▶ _Activity_:
Each record is to be reproduced verbatim.

▶ _Exercise data_:
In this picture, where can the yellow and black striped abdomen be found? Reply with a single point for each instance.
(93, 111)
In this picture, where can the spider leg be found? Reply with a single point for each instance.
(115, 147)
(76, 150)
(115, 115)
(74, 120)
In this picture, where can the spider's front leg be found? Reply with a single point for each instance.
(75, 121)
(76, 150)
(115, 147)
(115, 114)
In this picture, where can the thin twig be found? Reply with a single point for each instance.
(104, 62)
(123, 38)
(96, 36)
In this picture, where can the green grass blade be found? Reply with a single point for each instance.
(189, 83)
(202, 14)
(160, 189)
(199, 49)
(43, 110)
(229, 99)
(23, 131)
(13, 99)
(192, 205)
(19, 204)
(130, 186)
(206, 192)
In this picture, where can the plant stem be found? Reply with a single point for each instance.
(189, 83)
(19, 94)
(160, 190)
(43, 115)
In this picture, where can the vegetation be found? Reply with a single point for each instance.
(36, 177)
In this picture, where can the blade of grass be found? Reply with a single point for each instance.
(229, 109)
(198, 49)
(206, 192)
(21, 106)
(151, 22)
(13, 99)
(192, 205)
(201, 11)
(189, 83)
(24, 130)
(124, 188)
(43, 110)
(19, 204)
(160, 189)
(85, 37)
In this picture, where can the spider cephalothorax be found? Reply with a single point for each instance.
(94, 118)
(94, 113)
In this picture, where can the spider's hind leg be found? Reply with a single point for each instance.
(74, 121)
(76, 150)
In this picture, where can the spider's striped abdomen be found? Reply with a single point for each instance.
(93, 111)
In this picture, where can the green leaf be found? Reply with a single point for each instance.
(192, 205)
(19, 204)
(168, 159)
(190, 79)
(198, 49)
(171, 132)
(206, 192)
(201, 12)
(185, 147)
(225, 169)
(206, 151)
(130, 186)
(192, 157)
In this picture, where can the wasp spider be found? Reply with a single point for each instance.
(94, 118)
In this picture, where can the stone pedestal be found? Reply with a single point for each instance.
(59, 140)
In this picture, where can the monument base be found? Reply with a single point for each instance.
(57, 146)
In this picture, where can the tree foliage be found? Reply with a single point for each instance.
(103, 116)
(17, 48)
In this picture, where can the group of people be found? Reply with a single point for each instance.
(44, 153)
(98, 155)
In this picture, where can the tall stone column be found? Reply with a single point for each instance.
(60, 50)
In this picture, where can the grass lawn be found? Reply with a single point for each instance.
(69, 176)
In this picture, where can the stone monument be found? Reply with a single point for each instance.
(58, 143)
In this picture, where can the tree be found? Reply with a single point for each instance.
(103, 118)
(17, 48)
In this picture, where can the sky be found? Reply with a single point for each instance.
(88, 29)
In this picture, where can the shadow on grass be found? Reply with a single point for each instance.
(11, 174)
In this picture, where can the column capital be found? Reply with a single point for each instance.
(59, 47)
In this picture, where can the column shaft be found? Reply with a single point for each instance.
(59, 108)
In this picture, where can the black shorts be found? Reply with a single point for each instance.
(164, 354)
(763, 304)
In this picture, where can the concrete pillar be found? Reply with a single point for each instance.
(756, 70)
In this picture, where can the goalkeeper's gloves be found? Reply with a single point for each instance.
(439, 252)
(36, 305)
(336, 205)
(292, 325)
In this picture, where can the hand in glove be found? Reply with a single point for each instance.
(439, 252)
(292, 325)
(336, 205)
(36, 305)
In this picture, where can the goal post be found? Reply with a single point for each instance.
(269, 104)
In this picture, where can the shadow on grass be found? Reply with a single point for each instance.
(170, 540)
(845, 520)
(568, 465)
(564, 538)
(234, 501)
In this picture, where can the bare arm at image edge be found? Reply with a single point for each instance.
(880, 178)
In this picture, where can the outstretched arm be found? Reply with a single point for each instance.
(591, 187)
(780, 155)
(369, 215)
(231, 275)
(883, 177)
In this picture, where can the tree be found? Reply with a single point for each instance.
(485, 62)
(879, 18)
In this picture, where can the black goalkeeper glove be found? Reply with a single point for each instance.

▶ _Answer to this problem_:
In this picture, where can the yellow and black striped abdomen be found? Reply with a single point for each instance.
(93, 111)
In this picture, where can the spider leg be found? Reply with a single point for each instance.
(115, 147)
(76, 150)
(115, 115)
(74, 120)
In this picture, where can the spider's front leg be found? Reply with a single point for each instance.
(75, 121)
(76, 150)
(115, 147)
(115, 114)
In this picture, where can the thin twig be found? Reply with a single point for each instance.
(104, 62)
(123, 38)
(96, 36)
In this picture, where can the green grass blade be found? Reply with a single point for each instance.
(189, 83)
(202, 14)
(160, 189)
(199, 49)
(43, 110)
(229, 99)
(23, 131)
(13, 99)
(192, 205)
(19, 204)
(130, 186)
(206, 192)
In this picture, where can the plant stem be found? Reply with a single point for each instance.
(189, 83)
(19, 94)
(160, 190)
(43, 115)
In this picture, where can the vegetation be found? Reply with a single point for each instance.
(36, 177)
In this picture, where can the blade of grass be found? Reply with a single point for each instance.
(229, 109)
(198, 49)
(206, 192)
(21, 106)
(151, 22)
(13, 99)
(192, 205)
(201, 11)
(189, 83)
(24, 130)
(124, 188)
(43, 110)
(19, 204)
(160, 189)
(85, 37)
In this picture, where can the spider cephalothorax be found? Reply with a single point for each instance.
(94, 118)
(94, 113)
In this picture, where can the spider's hind leg be found? Reply with a single point for each instance.
(74, 121)
(76, 150)
In this picture, where can the spider's striped abdomen be found? Reply with a single point for each instance.
(93, 111)
In this picture, where can the green leaf be found? Reply with a single point for each instance.
(192, 205)
(19, 204)
(168, 159)
(190, 79)
(198, 49)
(171, 132)
(206, 192)
(201, 12)
(185, 147)
(225, 169)
(206, 151)
(130, 186)
(192, 157)
In this picture, where can the wasp spider be found? Reply with a single point for each instance.
(94, 118)
In this picture, where can the stone pedestal be found? Reply with a single point for each instance.
(59, 140)
In this picture, where can the monument base be found? Reply with a single point for each instance.
(57, 146)
In this picture, where can the tree foliage be found? Reply with a single point for each instance.
(103, 116)
(17, 48)
In this picture, where can the group of people be found? Reply with a single point for each instance.
(44, 153)
(98, 155)
In this picture, where can the tall stone column be found? Reply with a single point for each instance.
(60, 50)
In this picture, where can the grass lawn be found? Reply with a single point for each instance.
(69, 176)
In this picture, where can the stone monument be found? Reply with a single point for each instance.
(58, 143)
In this picture, where can the tree be found? Reply with a single point for each instance.
(103, 118)
(17, 48)
In this picture, where can the sky be found? Reply with a single point for each instance.
(88, 29)
In this picture, where can the shadow on grass be found? Reply with a single point for each instance.
(11, 174)
In this picture, where can the column capital be found? Reply with a single point for each instance.
(59, 47)
In this picture, where can the column shaft be found? Reply with a single point for each instance.
(59, 108)
In this picture, where can the black shorts be found? Reply with a single point for each instance.
(164, 354)
(763, 304)
In this picture, where can the concrete pillar be found? Reply with a single point for each instance.
(756, 70)
In this picture, where can the goalkeeper's gloves be found? Reply with a single point for each instance.
(439, 252)
(36, 305)
(336, 205)
(292, 325)
In this picture, where can the hand in glove be found? Reply with a single point for each instance.
(439, 252)
(292, 325)
(336, 205)
(36, 305)
In this picture, where can the goal post be found? Reply with a single point for each instance.
(269, 104)
In this picture, where can the shadow on grass be found? Reply with a single point for each instance.
(170, 540)
(845, 520)
(568, 465)
(564, 538)
(234, 501)
In this picture, where can the bare arm at image edge be found? Reply with a single point for each instance.
(880, 178)
In this picture, where can the outstretched arm be found? Reply with a single point for each instance.
(591, 187)
(780, 155)
(369, 215)
(231, 275)
(883, 177)
In this picture, where can the tree be found? Reply with a single point for each instance.
(485, 62)
(879, 18)
In this picture, where can the black goalkeeper glove be found? Reply with a single point for each instance.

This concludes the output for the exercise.